### Exercise details:
Your task is to write out the complete listing exactly as it is shown.

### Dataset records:
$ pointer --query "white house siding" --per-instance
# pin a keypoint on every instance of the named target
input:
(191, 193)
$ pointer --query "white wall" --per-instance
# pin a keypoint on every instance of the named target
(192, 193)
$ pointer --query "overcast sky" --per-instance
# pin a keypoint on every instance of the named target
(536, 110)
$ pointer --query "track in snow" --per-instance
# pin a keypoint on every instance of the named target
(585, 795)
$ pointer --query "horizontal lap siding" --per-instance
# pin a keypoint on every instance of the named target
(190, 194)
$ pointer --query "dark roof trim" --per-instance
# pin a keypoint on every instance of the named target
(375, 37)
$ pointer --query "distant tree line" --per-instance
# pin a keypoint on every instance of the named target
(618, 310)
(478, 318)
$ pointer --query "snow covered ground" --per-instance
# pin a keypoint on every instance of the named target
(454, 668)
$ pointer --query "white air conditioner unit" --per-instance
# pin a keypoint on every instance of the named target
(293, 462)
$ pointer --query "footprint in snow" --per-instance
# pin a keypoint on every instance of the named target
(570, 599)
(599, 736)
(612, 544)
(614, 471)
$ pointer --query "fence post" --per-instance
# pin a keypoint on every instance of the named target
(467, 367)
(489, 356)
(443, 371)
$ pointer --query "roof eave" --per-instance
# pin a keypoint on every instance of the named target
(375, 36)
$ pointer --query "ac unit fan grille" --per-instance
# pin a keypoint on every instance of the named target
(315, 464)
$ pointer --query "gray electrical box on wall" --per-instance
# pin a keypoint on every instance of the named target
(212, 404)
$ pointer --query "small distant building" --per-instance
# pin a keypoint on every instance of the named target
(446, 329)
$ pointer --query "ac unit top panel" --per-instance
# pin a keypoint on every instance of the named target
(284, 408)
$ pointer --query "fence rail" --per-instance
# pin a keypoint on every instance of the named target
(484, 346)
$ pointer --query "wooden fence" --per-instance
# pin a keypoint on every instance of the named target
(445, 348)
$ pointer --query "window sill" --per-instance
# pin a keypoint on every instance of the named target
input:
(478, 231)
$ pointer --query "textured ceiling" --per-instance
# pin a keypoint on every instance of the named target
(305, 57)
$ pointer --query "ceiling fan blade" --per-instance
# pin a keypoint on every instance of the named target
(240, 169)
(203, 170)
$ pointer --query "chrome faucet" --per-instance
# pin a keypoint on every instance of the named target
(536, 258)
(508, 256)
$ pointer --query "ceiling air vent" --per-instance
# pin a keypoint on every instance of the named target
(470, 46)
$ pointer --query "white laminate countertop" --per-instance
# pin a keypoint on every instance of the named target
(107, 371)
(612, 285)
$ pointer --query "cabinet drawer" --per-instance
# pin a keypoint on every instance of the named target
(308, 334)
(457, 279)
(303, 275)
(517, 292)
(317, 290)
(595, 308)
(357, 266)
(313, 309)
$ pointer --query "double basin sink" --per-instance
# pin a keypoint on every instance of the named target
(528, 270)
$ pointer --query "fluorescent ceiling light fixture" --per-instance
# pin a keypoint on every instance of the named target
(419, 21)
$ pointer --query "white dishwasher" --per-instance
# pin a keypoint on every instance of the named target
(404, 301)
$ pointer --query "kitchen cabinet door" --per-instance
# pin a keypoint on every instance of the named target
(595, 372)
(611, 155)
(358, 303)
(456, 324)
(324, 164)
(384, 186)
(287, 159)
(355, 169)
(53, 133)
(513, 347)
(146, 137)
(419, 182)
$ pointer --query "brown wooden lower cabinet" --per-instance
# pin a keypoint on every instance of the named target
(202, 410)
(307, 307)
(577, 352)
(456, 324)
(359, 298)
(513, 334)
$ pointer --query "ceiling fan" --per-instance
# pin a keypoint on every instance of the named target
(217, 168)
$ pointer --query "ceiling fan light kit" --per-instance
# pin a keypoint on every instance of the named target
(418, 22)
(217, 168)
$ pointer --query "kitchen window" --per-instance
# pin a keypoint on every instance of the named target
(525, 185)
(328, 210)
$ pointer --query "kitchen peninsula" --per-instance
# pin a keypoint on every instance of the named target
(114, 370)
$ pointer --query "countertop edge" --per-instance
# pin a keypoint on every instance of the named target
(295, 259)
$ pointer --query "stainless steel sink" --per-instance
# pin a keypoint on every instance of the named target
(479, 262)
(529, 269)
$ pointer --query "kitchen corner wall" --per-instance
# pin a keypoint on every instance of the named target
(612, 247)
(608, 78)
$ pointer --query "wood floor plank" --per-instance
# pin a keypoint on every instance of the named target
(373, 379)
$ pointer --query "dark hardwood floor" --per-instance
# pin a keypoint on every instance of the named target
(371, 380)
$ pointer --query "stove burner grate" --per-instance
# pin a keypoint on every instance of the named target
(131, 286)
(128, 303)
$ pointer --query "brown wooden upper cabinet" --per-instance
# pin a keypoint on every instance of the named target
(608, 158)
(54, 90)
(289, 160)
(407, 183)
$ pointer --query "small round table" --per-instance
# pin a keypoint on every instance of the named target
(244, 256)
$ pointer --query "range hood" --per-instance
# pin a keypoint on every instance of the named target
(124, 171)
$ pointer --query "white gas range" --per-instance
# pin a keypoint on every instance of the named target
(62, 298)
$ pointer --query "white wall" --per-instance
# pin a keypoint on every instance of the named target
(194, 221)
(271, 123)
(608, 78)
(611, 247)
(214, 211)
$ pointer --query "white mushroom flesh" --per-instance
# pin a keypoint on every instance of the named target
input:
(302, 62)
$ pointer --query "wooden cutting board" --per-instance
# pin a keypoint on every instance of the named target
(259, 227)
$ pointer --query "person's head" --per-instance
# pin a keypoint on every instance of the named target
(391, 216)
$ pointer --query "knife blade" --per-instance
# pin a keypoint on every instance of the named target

### Result for this task:
$ pointer --query "white house siding" --per-instance
# pin a keypoint on every instance of the named target
input:
(191, 193)
$ pointer --query "white wall" --per-instance
# pin a keypoint on every instance of the named target
(192, 193)
$ pointer --query "overcast sky" --per-instance
# pin a keypoint on every instance of the named target
(536, 110)
$ pointer --query "track in snow" --per-instance
# pin a keypoint on every instance of the named target
(585, 795)
$ pointer --query "horizontal lap siding" --per-instance
# pin a keypoint on every instance of the named target
(190, 194)
$ pointer --query "dark roof trim" --per-instance
# pin a keypoint on every instance of the named target
(375, 37)
$ pointer --query "distant tree line" --per-instance
# pin a keypoint on every instance of the named target
(618, 310)
(478, 318)
$ pointer --query "snow covered ground" --per-instance
# pin a keypoint on every instance of the named target
(454, 668)
$ pointer --query "white air conditioner unit" --per-instance
# pin a keypoint on every instance of the named target
(293, 462)
$ pointer --query "footprint in snow" --per-instance
# pin a keypoint on every instance of the named target
(570, 599)
(599, 736)
(612, 544)
(614, 471)
$ pointer --query "fence post" --per-instance
# pin a keypoint on every instance of the named target
(467, 367)
(489, 356)
(443, 371)
$ pointer --query "roof eave" --per-instance
# pin a keypoint on every instance of the named target
(375, 36)
$ pointer --query "ac unit fan grille" --per-instance
# pin a keypoint on every instance of the named target
(315, 464)
$ pointer --query "gray electrical box on wall" --per-instance
# pin a keypoint on every instance of the named target
(212, 404)
$ pointer --query "small distant building" --per-instance
# pin a keypoint on every instance of the named target
(446, 329)
$ pointer --query "ac unit top panel" --per-instance
# pin a keypoint on every instance of the named target
(284, 408)
$ pointer --query "fence rail" --per-instance
# pin a keypoint on every instance of the named target
(484, 346)
$ pointer --query "wooden fence" --per-instance
# pin a keypoint on every instance of the named target
(445, 348)
$ pointer --query "window sill" --per-instance
# pin a keypoint on every instance of the named target
input:
(478, 231)
$ pointer --query "textured ceiling" --per-instance
# pin a keypoint on every instance of the named target
(305, 57)
$ pointer --query "ceiling fan blade" --per-instance
# pin a keypoint on every instance of the named target
(240, 169)
(203, 170)
$ pointer --query "chrome faucet" --per-instance
# pin a keypoint on every instance of the named target
(536, 258)
(508, 256)
$ pointer --query "ceiling air vent" --per-instance
# pin a keypoint on every instance of the named target
(470, 46)
$ pointer --query "white laminate countertop" --per-instance
# pin a keypoint on every instance of the named target
(107, 371)
(612, 285)
$ pointer --query "cabinet drawer" --per-instance
# pin a keypoint on every instance of the named target
(308, 334)
(457, 279)
(303, 275)
(517, 292)
(317, 290)
(595, 308)
(357, 266)
(313, 309)
$ pointer --query "double basin sink" --per-instance
# pin a keypoint on every instance of the named target
(528, 270)
$ pointer --query "fluorescent ceiling light fixture" --per-instance
# pin a keypoint on every instance of the named target
(419, 21)
$ pointer --query "white dishwasher" --per-instance
# pin a keypoint on every instance of the named target
(404, 301)
$ pointer --query "kitchen cabinet door" --per-instance
# pin a keypoint on every instance of the named target
(595, 372)
(611, 155)
(358, 303)
(456, 324)
(324, 164)
(384, 186)
(287, 159)
(355, 169)
(53, 133)
(513, 347)
(146, 137)
(419, 182)
$ pointer --query "brown wooden lower cabinet" --per-instance
# pin a keypoint on every instance of the named target
(202, 410)
(307, 307)
(577, 352)
(456, 324)
(359, 298)
(513, 334)
$ pointer --query "ceiling fan" --per-instance
# pin a keypoint on every instance of the named target
(217, 168)
$ pointer --query "ceiling fan light kit" --per-instance
# pin a keypoint on every instance of the named target
(418, 22)
(217, 168)
$ pointer --query "kitchen window" --per-instance
# pin a keypoint on every instance of the named target
(525, 185)
(328, 210)
$ pointer --query "kitchen peninsula" --per-instance
# pin a keypoint on every instance of the named target
(114, 370)
$ pointer --query "countertop edge" --per-instance
# pin a keypoint on every instance of the named target
(295, 259)
$ pointer --query "stainless steel sink" --per-instance
# pin a keypoint on every instance of the named target
(479, 262)
(529, 269)
$ pointer --query "kitchen corner wall" --per-instance
# pin a keypoint on every instance of the named target
(612, 247)
(608, 78)
$ pointer --query "wood floor plank" --per-instance
# pin a keypoint on every instance of the named target
(373, 379)
$ pointer --query "dark hardwood floor" --per-instance
# pin a keypoint on every instance of the named target
(371, 380)
$ pointer --query "stove burner grate" --per-instance
# pin a keypoint on every instance of the named target
(131, 286)
(128, 303)
$ pointer --query "brown wooden upper cabinet" --per-instance
# pin a keypoint on every instance of the named target
(608, 158)
(54, 90)
(289, 160)
(407, 183)
$ pointer --query "small round table" --per-instance
# pin a keypoint on every instance of the named target
(244, 256)
$ pointer --query "range hood" --per-instance
# pin a keypoint on every instance of the named target
(124, 171)
$ pointer --query "white gas range" --per-instance
# pin a keypoint on every instance of the named target
(62, 298)
$ pointer --query "white wall" --per-instance
# pin a keypoint on every instance of the named target
(194, 221)
(271, 123)
(608, 78)
(611, 247)
(214, 211)
$ pointer --query "white mushroom flesh" --per-instance
# pin a keypoint on every instance of the named target
input:
(302, 62)
$ pointer --query "wooden cutting board" --per-instance
# pin a keypoint on every instance of the named target
(259, 227)
$ pointer --query "person's head" --per-instance
# pin a keypoint on every instance of the named target
(391, 216)
$ pointer --query "knife blade" --per-instance
# pin a keypoint on every instance of the named target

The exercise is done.